Problem requirements
Gather every line of the records below that contains the string "bench", matching case exactly.

* START Dataset *

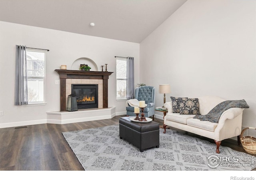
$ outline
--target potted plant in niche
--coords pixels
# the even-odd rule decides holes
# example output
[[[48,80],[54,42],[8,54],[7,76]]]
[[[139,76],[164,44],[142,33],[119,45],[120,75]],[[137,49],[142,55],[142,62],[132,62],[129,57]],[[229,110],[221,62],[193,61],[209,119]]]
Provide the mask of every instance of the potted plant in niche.
[[[90,71],[90,70],[91,69],[90,66],[89,66],[86,65],[84,65],[80,66],[79,69],[83,71]]]

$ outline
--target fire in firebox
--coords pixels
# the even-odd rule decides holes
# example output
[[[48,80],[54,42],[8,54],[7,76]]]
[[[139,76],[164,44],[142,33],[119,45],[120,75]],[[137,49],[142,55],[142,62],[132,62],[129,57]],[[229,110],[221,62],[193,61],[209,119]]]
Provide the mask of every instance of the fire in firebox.
[[[76,101],[78,102],[93,102],[95,100],[95,98],[94,96],[88,96],[88,97],[87,96],[84,96],[83,97],[82,97],[82,98],[80,99],[78,99],[76,100]]]

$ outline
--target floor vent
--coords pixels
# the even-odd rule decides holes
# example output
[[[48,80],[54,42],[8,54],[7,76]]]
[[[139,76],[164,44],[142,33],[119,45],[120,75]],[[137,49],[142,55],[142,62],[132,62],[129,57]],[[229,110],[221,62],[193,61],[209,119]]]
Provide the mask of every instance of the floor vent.
[[[15,128],[14,128],[14,129],[21,129],[22,128],[27,128],[27,126],[19,126],[19,127],[16,127]]]

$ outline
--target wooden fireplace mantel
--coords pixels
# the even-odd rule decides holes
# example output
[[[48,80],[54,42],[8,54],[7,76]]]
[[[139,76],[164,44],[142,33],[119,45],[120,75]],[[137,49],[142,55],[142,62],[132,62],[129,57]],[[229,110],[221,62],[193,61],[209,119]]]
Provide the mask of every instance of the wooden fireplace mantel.
[[[108,108],[108,76],[113,72],[102,71],[82,71],[80,70],[66,70],[56,69],[60,75],[60,111],[66,110],[66,79],[87,79],[103,80],[103,107]]]

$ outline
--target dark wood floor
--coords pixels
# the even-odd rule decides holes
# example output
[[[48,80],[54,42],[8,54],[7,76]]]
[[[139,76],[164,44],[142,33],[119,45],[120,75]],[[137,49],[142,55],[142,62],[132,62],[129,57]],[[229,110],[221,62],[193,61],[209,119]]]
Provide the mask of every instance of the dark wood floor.
[[[62,125],[45,124],[16,129],[1,128],[0,170],[83,170],[62,133],[118,124],[119,118],[123,116]],[[162,125],[162,120],[155,118],[155,121]],[[214,143],[206,138],[188,134]],[[221,145],[246,152],[234,140],[222,141]]]

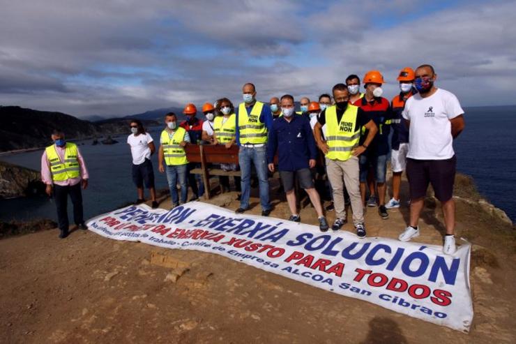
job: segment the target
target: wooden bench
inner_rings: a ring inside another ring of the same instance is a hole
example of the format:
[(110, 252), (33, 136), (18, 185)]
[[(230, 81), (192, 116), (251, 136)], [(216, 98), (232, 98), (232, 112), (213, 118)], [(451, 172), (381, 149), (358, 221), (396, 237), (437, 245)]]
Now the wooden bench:
[[(194, 168), (190, 173), (201, 174), (204, 183), (204, 198), (210, 199), (210, 177), (212, 176), (238, 176), (241, 177), (241, 171), (225, 171), (219, 166), (220, 164), (238, 165), (238, 147), (233, 145), (226, 148), (222, 144), (187, 144), (185, 147), (186, 158), (190, 163), (199, 163), (200, 168)], [(274, 163), (278, 164), (278, 156), (274, 157)], [(273, 178), (280, 178), (278, 171), (273, 174)]]

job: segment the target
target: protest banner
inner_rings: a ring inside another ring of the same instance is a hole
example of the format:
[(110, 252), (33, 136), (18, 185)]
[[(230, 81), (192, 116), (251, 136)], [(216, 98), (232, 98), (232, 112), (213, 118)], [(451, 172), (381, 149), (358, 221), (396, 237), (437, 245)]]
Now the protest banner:
[(190, 202), (172, 210), (130, 206), (89, 220), (116, 240), (216, 253), (341, 295), (467, 332), (473, 319), (471, 246), (442, 247), (235, 214)]

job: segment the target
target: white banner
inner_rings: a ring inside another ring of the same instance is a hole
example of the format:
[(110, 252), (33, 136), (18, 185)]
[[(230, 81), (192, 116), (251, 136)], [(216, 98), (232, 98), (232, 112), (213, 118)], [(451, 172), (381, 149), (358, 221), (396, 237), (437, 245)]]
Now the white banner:
[(199, 202), (168, 211), (130, 206), (87, 225), (116, 240), (217, 253), (464, 332), (473, 319), (469, 244), (448, 256), (441, 246), (321, 233), (316, 226)]

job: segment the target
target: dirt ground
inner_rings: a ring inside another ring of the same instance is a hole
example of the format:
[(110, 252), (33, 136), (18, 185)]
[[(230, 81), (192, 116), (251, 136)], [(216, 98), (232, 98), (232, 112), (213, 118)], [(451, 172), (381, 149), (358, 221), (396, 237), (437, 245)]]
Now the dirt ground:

* END Dataset *

Finished exercise
target: wooden bench
Now the wooden bench:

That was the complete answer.